Your goal = A complete response lists each line of the data below that includes the word "item".

Top of Record set

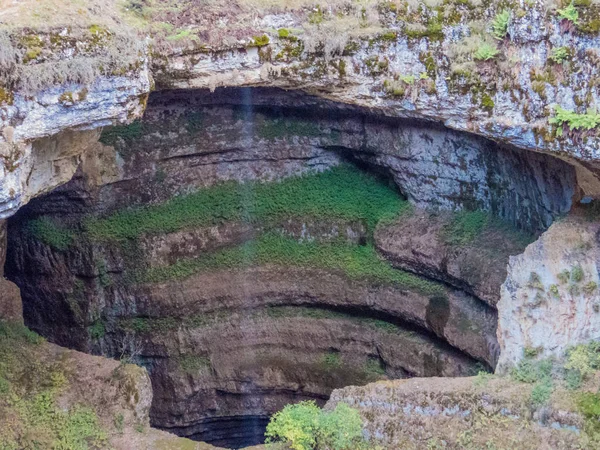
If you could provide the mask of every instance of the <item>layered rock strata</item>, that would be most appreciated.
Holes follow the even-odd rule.
[[[331,211],[303,200],[312,183],[314,207]],[[239,446],[291,401],[494,367],[496,292],[524,247],[507,230],[543,230],[575,183],[560,160],[313,97],[162,93],[11,220],[8,274],[34,329],[148,368],[153,425]],[[458,216],[411,210],[396,188],[505,228],[474,213],[484,220],[465,235]],[[390,207],[399,218],[374,228]]]

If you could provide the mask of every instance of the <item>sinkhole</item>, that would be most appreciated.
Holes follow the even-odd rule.
[[[6,276],[33,330],[148,370],[154,427],[241,448],[339,387],[493,370],[508,257],[576,185],[300,92],[160,91],[10,219]]]

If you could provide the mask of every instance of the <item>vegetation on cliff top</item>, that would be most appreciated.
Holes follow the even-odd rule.
[[[68,367],[42,360],[43,342],[22,325],[0,321],[0,448],[104,448],[107,433],[92,409],[59,404]]]

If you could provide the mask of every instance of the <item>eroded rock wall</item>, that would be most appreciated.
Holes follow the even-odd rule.
[[[168,224],[171,214],[204,212],[143,214],[224,182],[268,186],[349,162],[379,174],[416,208],[376,230],[368,217],[323,211],[181,227]],[[491,229],[480,241],[453,243],[444,231],[452,214],[427,220],[420,207],[487,210],[509,228],[539,231],[570,208],[575,184],[574,169],[560,160],[314,97],[164,92],[141,121],[106,129],[72,181],[11,220],[8,272],[34,329],[80,350],[132,355],[148,368],[155,426],[222,445],[259,442],[269,414],[291,401],[323,402],[335,388],[382,377],[494,367],[497,290],[508,255],[522,247]],[[242,209],[254,195],[245,186],[235,194],[246,196]],[[132,208],[142,215],[120,222]],[[94,220],[107,224],[98,231],[105,237],[90,231]],[[143,232],[142,220],[159,225]],[[376,273],[409,282],[253,263],[251,246],[241,266],[194,265],[267,231],[288,243],[372,251],[385,264]]]
[[[600,338],[598,221],[580,208],[510,258],[498,303],[500,372],[524,356],[561,358]]]

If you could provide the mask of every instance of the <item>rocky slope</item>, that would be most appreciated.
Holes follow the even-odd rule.
[[[544,407],[531,385],[506,378],[415,378],[350,386],[326,408],[357,408],[369,439],[382,448],[595,448],[570,393],[557,390]]]
[[[0,354],[5,448],[214,448],[149,428],[152,388],[141,367],[58,347],[5,321]]]

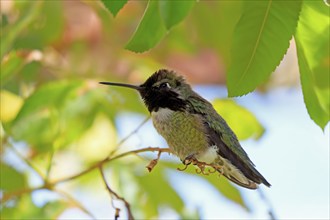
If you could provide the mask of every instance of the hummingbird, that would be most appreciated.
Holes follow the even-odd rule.
[[[160,69],[141,85],[100,83],[137,90],[157,132],[184,164],[192,160],[211,164],[228,180],[248,189],[271,186],[212,104],[175,71]]]

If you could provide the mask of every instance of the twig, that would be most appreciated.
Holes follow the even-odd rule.
[[[108,157],[108,158],[106,158],[106,159],[104,159],[104,160],[88,167],[86,170],[83,170],[80,173],[77,173],[77,174],[75,174],[73,176],[70,176],[70,177],[66,177],[66,178],[57,180],[57,181],[53,182],[53,184],[58,184],[58,183],[62,183],[62,182],[67,182],[67,181],[72,180],[72,179],[76,179],[76,178],[78,178],[78,177],[80,177],[80,176],[82,176],[86,173],[89,173],[92,170],[102,166],[103,164],[105,164],[107,162],[125,157],[125,156],[130,155],[130,154],[138,154],[138,153],[143,153],[143,152],[154,152],[154,151],[158,151],[158,152],[161,151],[161,152],[171,153],[171,150],[169,148],[159,148],[159,147],[146,147],[146,148],[141,148],[141,149],[138,149],[138,150],[127,151],[125,153],[118,154],[117,156],[114,156],[114,157],[110,157],[110,158]]]
[[[39,186],[39,187],[34,187],[34,188],[24,188],[24,189],[20,189],[18,191],[15,192],[10,192],[10,193],[4,193],[2,198],[1,198],[1,203],[5,203],[7,202],[9,199],[14,198],[16,196],[21,196],[23,194],[26,193],[31,193],[40,189],[46,189],[45,185]]]
[[[140,130],[140,128],[145,123],[147,123],[147,121],[149,119],[150,119],[150,116],[146,117],[131,133],[129,133],[126,137],[124,137],[123,139],[121,139],[121,141],[119,141],[119,143],[117,144],[116,148],[109,153],[108,158],[111,157],[112,155],[114,155],[119,150],[119,148],[121,147],[121,145],[123,143],[125,143],[132,135],[134,135],[135,133],[137,133]]]
[[[103,182],[107,188],[107,190],[109,191],[109,194],[110,194],[110,197],[112,199],[112,196],[115,196],[118,200],[121,200],[124,204],[125,204],[125,207],[126,207],[126,210],[127,210],[127,216],[128,216],[128,219],[129,220],[134,220],[134,217],[133,217],[133,214],[132,214],[132,211],[131,211],[131,208],[130,208],[130,204],[126,201],[126,199],[124,197],[121,197],[119,196],[115,191],[113,191],[109,184],[107,183],[107,180],[105,178],[105,175],[104,175],[104,172],[103,172],[103,168],[102,166],[99,167],[99,171],[101,173],[101,176],[102,176],[102,179],[103,179]],[[115,207],[114,204],[112,203],[112,206],[115,208],[116,212],[115,212],[115,219],[118,219],[119,218],[119,214],[120,214],[120,209]]]
[[[96,219],[95,216],[88,211],[78,200],[76,200],[74,197],[72,197],[69,193],[59,190],[59,189],[54,189],[55,192],[58,194],[62,195],[63,197],[67,198],[75,207],[79,208],[82,212],[87,214],[89,217],[92,219]]]
[[[271,220],[277,219],[276,215],[275,215],[274,208],[273,208],[271,202],[269,201],[269,199],[266,197],[266,195],[264,194],[264,192],[262,191],[261,188],[258,188],[257,190],[259,192],[261,200],[263,200],[268,206],[268,215],[269,215],[270,219]]]
[[[51,172],[52,165],[53,165],[54,152],[55,152],[54,149],[52,149],[52,151],[50,152],[49,161],[48,161],[47,170],[46,170],[45,181],[49,180],[50,172]]]
[[[33,163],[31,163],[31,161],[27,158],[25,158],[11,143],[7,143],[9,148],[21,159],[23,160],[32,170],[34,170],[41,179],[44,180],[44,176],[42,174],[42,172],[36,167],[34,166]]]

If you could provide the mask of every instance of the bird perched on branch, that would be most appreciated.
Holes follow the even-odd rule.
[[[261,183],[270,187],[212,104],[174,71],[161,69],[139,86],[100,83],[137,90],[154,127],[184,164],[208,164],[248,189],[256,189]]]

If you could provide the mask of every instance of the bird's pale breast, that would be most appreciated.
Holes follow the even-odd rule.
[[[204,126],[198,116],[160,108],[151,113],[153,124],[169,147],[180,159],[191,154],[199,154],[207,149]]]

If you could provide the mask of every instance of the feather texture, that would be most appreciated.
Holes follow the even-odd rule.
[[[221,158],[227,160],[230,166],[234,167],[231,170],[238,172],[225,172],[224,175],[233,182],[247,187],[256,188],[256,184],[263,183],[270,186],[269,182],[257,171],[254,164],[241,147],[236,135],[230,129],[226,121],[215,111],[212,104],[207,100],[193,92],[193,95],[187,98],[189,111],[192,114],[197,114],[204,122],[206,133],[208,134],[209,146],[217,146],[218,154]],[[238,173],[238,174],[234,174]],[[249,181],[244,183],[240,181],[239,176],[244,175]]]

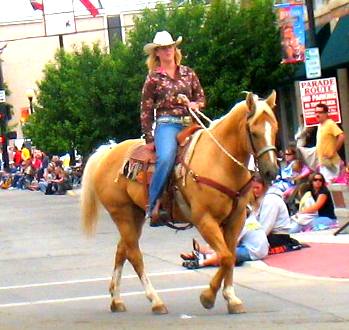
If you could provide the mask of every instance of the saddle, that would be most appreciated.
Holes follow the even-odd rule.
[[[178,133],[177,141],[179,148],[177,151],[177,159],[180,159],[181,155],[185,152],[185,147],[189,145],[189,142],[191,141],[190,137],[200,128],[200,125],[193,124],[184,128]],[[130,161],[128,170],[129,172],[133,172],[133,174],[131,176],[127,175],[127,177],[134,179],[139,183],[146,182],[146,184],[149,185],[156,163],[155,150],[150,150],[145,145],[140,145],[132,151],[129,158]]]
[[[187,151],[192,135],[201,127],[198,124],[193,124],[184,128],[177,135],[177,141],[179,148],[177,150],[177,161],[182,159],[183,155]],[[148,188],[151,182],[152,175],[154,173],[156,163],[155,150],[149,150],[145,145],[136,147],[130,154],[129,161],[124,168],[124,175],[130,179],[143,184],[144,194],[148,199]],[[175,202],[173,177],[170,178],[167,188],[161,198],[161,209],[164,209],[169,217],[172,219],[172,208]]]

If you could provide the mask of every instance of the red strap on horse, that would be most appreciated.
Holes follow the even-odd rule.
[[[252,180],[253,180],[253,176],[251,176],[251,178],[247,181],[247,183],[239,191],[235,191],[235,190],[232,190],[226,186],[223,186],[220,183],[213,181],[209,178],[205,178],[205,177],[199,176],[199,175],[194,175],[194,181],[201,183],[201,184],[205,184],[206,186],[215,188],[216,190],[222,192],[223,194],[228,195],[231,199],[235,199],[235,198],[239,198],[240,196],[243,196],[248,191],[248,188],[249,188]]]
[[[210,178],[206,178],[204,176],[200,176],[200,175],[196,175],[191,169],[190,167],[184,162],[183,159],[181,159],[181,163],[182,165],[185,167],[185,169],[189,172],[189,174],[191,174],[193,176],[193,180],[195,182],[201,183],[201,184],[205,184],[206,186],[212,187],[220,192],[222,192],[225,195],[228,195],[231,199],[239,199],[240,196],[243,196],[248,189],[250,188],[250,185],[252,183],[253,180],[253,176],[251,176],[251,178],[247,181],[246,184],[244,184],[240,190],[235,191],[232,190],[226,186],[223,186],[222,184],[210,179]]]

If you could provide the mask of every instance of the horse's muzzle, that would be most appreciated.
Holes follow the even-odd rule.
[[[275,180],[279,172],[279,168],[277,166],[268,166],[267,168],[261,167],[259,170],[262,178],[268,183]]]

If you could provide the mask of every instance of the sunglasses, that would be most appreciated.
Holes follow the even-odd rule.
[[[285,156],[293,156],[294,154],[287,153]]]
[[[317,116],[321,115],[322,113],[327,113],[326,111],[316,111],[315,112]]]
[[[314,179],[313,179],[313,182],[315,182],[315,181],[323,182],[324,180],[322,180],[322,178],[314,178]]]

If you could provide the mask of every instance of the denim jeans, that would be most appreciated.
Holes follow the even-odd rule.
[[[182,124],[158,123],[154,132],[156,164],[149,187],[148,212],[151,213],[156,201],[166,185],[167,179],[176,161],[177,134],[183,129]]]
[[[236,264],[240,264],[244,261],[251,261],[250,253],[244,245],[238,245],[236,248]]]

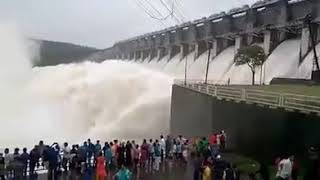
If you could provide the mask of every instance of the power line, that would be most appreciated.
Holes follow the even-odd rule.
[[[150,0],[136,0],[136,4],[152,19],[156,19],[160,21],[163,26],[167,26],[168,24],[164,23],[168,20],[169,17],[172,17],[176,23],[182,23],[185,21],[186,17],[181,10],[181,3],[177,0],[172,0],[168,2],[168,0],[160,0],[160,3],[164,6],[164,8],[169,12],[168,15],[164,16],[163,13],[156,8],[154,4],[150,2]],[[172,6],[170,7],[172,3]]]
[[[166,2],[164,2],[163,0],[160,0],[160,2],[169,12],[173,12],[173,10],[170,10]],[[172,13],[172,17],[177,21],[177,23],[181,23],[181,20],[174,13]]]
[[[170,1],[168,2],[169,0],[167,0],[167,3],[169,4]],[[184,22],[185,19],[186,19],[186,16],[184,15],[183,13],[183,8],[182,8],[182,5],[180,4],[179,1],[177,0],[172,0],[172,9],[174,11],[174,13],[176,14],[176,16],[180,19],[181,22]]]
[[[166,24],[162,21],[161,18],[156,17],[140,0],[136,0],[136,4],[150,17],[156,20],[159,20],[159,22],[165,27]]]
[[[179,1],[177,0],[173,0],[173,5],[175,5],[175,9],[176,9],[176,14],[180,17],[180,19],[182,19],[182,21],[184,22],[186,19],[186,16],[184,15],[183,11],[182,11],[182,6],[181,4],[179,4]]]
[[[170,17],[173,13],[173,11],[171,11],[167,16],[163,16],[162,13],[154,7],[154,5],[152,3],[150,3],[149,0],[145,0],[145,2],[147,2],[149,4],[149,6],[155,11],[158,13],[158,15],[160,16],[160,18],[158,18],[158,20],[167,20],[168,17]]]

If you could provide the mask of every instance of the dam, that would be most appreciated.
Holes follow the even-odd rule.
[[[211,81],[226,84],[230,79],[231,84],[248,84],[249,69],[235,66],[233,58],[239,48],[256,44],[268,55],[256,74],[257,83],[269,84],[275,77],[307,79],[315,68],[308,53],[312,49],[310,30],[316,42],[320,39],[319,11],[318,1],[258,1],[252,6],[119,41],[91,58],[133,61],[163,71],[170,71],[176,64],[177,78],[184,77],[182,66],[188,60],[188,78],[203,79],[210,48]],[[307,17],[312,19],[310,23],[306,22]]]
[[[208,64],[209,84],[249,85],[249,67],[235,65],[234,57],[239,48],[258,45],[267,60],[257,69],[256,84],[270,84],[274,78],[310,80],[317,69],[311,50],[312,40],[320,40],[319,12],[315,0],[258,1],[119,41],[92,59],[141,64],[190,85],[204,82]],[[235,149],[259,159],[279,151],[303,156],[308,146],[320,144],[316,114],[221,101],[179,84],[173,85],[171,98],[172,134],[206,136],[226,129]],[[265,157],[258,157],[261,152]]]
[[[244,146],[263,151],[270,145],[269,156],[277,148],[303,154],[305,146],[319,144],[317,114],[220,100],[174,79],[203,85],[210,48],[208,84],[251,84],[250,69],[236,66],[234,56],[253,44],[268,55],[257,70],[256,84],[270,84],[278,77],[311,79],[316,65],[306,17],[311,17],[318,42],[318,1],[268,0],[119,41],[90,56],[90,62],[47,67],[33,67],[20,39],[10,39],[12,43],[0,44],[2,60],[11,59],[1,71],[0,118],[8,127],[1,145],[29,146],[39,138],[79,142],[168,133],[193,137],[225,129],[239,152],[252,153]],[[2,27],[0,32],[6,39],[15,31]],[[315,48],[320,50],[319,45]],[[11,131],[16,127],[19,133]]]

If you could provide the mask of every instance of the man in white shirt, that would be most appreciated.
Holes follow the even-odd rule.
[[[6,148],[4,150],[4,165],[5,165],[5,169],[6,169],[6,176],[8,178],[12,177],[13,176],[13,173],[12,173],[12,162],[14,160],[14,156],[13,154],[10,153],[9,149]]]
[[[290,180],[292,173],[293,156],[282,159],[278,164],[277,178],[279,180]]]
[[[71,160],[71,149],[68,146],[68,143],[64,143],[62,147],[62,153],[63,153],[63,158],[62,158],[62,167],[65,171],[67,171],[68,163]]]
[[[163,158],[165,157],[166,153],[166,140],[164,139],[163,135],[160,136],[160,150],[161,150],[161,162],[163,162]]]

Bottom of Record set

Response =
If you could provide the mask of every instance of the <item>layered rock strata</item>, that would be most appreciated.
If you could provide the mask of every instance of the <item>sinkhole</item>, that would be most appreciated.
If you could provide the mask of every instance of the <item>vegetation on cliff top</item>, that would be most appreciated.
If you could provide the mask of every instance of the <item>eroded rock wall</item>, that would be most appreciated.
If you could provide the mask of every instance of the <item>rocky slope</item>, that would be most appreciated.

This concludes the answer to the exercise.